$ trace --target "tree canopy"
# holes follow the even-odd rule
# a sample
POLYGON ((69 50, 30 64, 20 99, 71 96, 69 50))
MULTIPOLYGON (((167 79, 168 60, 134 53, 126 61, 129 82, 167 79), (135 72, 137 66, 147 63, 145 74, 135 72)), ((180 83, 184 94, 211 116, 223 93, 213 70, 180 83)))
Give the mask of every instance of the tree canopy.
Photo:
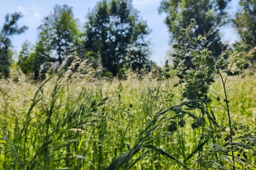
POLYGON ((148 60, 150 30, 138 13, 131 0, 104 0, 87 16, 85 49, 114 76, 126 64, 140 69, 148 60))
POLYGON ((166 13, 164 21, 171 33, 171 41, 179 41, 180 31, 189 25, 194 19, 197 26, 194 36, 204 35, 211 31, 207 37, 209 49, 215 56, 218 56, 225 46, 221 41, 219 27, 226 23, 224 9, 230 0, 163 0, 159 8, 160 14, 166 13), (215 28, 218 26, 218 28, 215 28), (212 29, 214 28, 214 29, 212 29))
POLYGON ((18 35, 28 29, 26 26, 19 27, 17 22, 23 17, 20 13, 8 14, 5 22, 0 31, 0 77, 8 77, 9 67, 11 64, 12 53, 10 49, 12 46, 11 37, 18 35))
POLYGON ((78 22, 72 8, 67 5, 56 5, 53 12, 44 18, 38 28, 38 41, 34 54, 36 79, 40 70, 46 71, 54 62, 61 64, 66 57, 76 51, 80 34, 78 22))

==========

[Work to complete] Rewrite the material above with every "tree canopy" changed to "shrub cover" and nothing else altered. Omit the pictures from your answer.

[The answer]
$ trace --target "shrub cover"
# holes follow the even-odd rule
# a sample
POLYGON ((69 50, 30 64, 20 99, 71 96, 69 50))
MULTIPOLYGON (((167 79, 168 60, 134 53, 126 61, 129 82, 167 79), (135 72, 137 66, 147 63, 145 74, 135 72)), ((180 83, 184 94, 211 116, 223 93, 213 70, 180 83)))
Give the mask of every instance of the shrub cover.
Photo:
POLYGON ((148 60, 150 30, 138 13, 131 0, 104 0, 87 16, 85 49, 114 76, 126 64, 140 69, 148 60))
POLYGON ((166 13, 164 21, 171 33, 171 41, 179 41, 180 31, 189 25, 194 19, 197 26, 194 36, 204 35, 211 31, 207 37, 209 49, 215 56, 218 56, 225 46, 221 41, 219 27, 226 23, 224 9, 230 0, 163 0, 159 8, 160 14, 166 13), (215 28, 218 26, 218 28, 215 28), (212 29, 214 28, 214 29, 212 29))
POLYGON ((18 35, 28 29, 26 26, 19 27, 17 22, 23 17, 20 13, 8 14, 5 22, 0 31, 0 77, 8 77, 9 67, 11 64, 12 53, 10 49, 12 46, 11 37, 18 35))
POLYGON ((78 22, 72 8, 67 5, 56 5, 53 12, 44 18, 38 28, 38 41, 34 54, 36 79, 40 70, 46 71, 54 62, 61 64, 66 57, 76 51, 80 34, 78 22))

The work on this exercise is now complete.